___ EXCERTO DO TEXTO
Cartas


21/04/2011

4, 6, 32

Estava sentada no terraço da minha casa em Penso, Melgaço (abraço para Melgaço aqui retribuído) quando, de repente, ele veio parar às minhas mãos. Era um urso de peluche vermelho como eu nunca tinha visto. Tinha luzes e um coração no peito que, quando pressionado, fazia o urso falar. Foi a nora do Sr. Orlando que o trouxe da Suiça e nós em Portugal não tínhamos daquilo. Ou pelo menos eu não tinha. Os meus brinquedos eram todos estáticos e sem grande piada. Mas aquele urso vermelho, que caiu nas minhas mãos era mais do que eu podia imaginar. Não sabia muito bem se lhe devia tocar ou não. Mas a nora do sr. Orlando e o meu avô insistiam. E eu agarrei-o. O meu avô disse para eu agradecer. E eu, confusa, sem perceber se o urso ia ser meu ou não, mas a torcer para que sim, agradeci. Brinquei com ele por poucos minutos. E ela depois levou-o outra vez, era da filha. Não era meu. Esta é a minha memória mais antiga. Não sei ao certo que idade tinha, mas sei que ainda não andava na escola, estaria com certeza à volta dos quatro anos. Foi a primeira vez que senti uma enorme frustração e achei uma merda que os meus pais não fossem emigrantes para eu poder ter as coisas fixes que os franciús tinham.

Naquele dia de Setembro acordei com o sobressalto da minha mãe. Entrou pela casa adentro, a gritar : “Lena! Lena! Acorda filha! É o teu primeiro dia de escola e a mãe esqueceu-se!”.
Eu, meia despassarada como sempre, lá me levantei sem saber muito bem o que é que se passava. “Escola? Mas… qual escola?”. “A mãe esqueceu-se e foi à praça, mas hoje é o teu primeiro dia de escola, a partir de hoje vais todos os dias. Podes levar o teu vestido preferido.”
E assim foi, vesti o meu vestido preferido com umas flores azuis, de um tecido fino que eu achava que me ficava tão bem. Do alto dos meus seis anos já dava uma enorme importância àquilo que vestia e com que ia à rua, mesmo que depois tenha cometido os piores erros de moda nos anos teen… mas enfim… os teens são aquela coisa e eu também passei por lá.
______
___ DADOS FORNECIDOS
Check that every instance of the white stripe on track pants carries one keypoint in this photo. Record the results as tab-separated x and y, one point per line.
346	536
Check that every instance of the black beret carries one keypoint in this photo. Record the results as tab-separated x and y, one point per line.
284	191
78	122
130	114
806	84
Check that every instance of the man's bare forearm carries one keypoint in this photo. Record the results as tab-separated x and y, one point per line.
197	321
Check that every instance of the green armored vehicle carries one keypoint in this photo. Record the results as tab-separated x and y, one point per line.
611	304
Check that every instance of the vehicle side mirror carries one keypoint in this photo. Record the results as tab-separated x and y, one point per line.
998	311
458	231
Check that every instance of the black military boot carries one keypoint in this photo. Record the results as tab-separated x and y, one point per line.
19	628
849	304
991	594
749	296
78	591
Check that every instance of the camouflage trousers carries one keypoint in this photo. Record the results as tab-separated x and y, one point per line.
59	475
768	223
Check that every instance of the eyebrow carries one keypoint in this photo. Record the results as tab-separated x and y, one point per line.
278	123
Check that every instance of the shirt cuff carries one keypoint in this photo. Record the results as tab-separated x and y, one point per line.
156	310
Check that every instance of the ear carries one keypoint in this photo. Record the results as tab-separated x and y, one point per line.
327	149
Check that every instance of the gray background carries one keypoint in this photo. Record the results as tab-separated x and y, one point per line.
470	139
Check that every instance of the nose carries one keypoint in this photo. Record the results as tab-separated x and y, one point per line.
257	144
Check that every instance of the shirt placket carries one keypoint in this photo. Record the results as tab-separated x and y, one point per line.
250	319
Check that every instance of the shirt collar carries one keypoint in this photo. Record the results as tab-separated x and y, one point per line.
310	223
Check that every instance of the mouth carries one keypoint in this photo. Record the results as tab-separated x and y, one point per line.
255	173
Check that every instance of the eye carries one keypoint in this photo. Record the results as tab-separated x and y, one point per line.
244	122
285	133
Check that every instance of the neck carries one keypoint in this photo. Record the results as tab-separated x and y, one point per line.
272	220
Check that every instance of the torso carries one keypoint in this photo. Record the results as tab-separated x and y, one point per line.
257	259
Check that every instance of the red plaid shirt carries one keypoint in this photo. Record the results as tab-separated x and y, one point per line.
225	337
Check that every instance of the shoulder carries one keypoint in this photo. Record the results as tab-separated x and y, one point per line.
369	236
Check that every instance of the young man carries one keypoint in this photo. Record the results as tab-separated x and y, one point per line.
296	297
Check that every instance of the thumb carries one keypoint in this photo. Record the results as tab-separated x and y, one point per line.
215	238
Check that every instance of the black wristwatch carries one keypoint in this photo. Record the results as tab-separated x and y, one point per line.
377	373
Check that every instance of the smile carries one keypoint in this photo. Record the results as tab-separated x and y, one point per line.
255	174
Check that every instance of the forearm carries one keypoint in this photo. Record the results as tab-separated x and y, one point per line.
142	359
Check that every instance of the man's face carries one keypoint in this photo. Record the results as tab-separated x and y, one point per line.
______
• _TAREFA A REALIZAR_: Indique, por favor, de que cor era o urso de peluche descrito no excerto do texto.

• _RESULTADO DA TAREFA_: Era vermelho.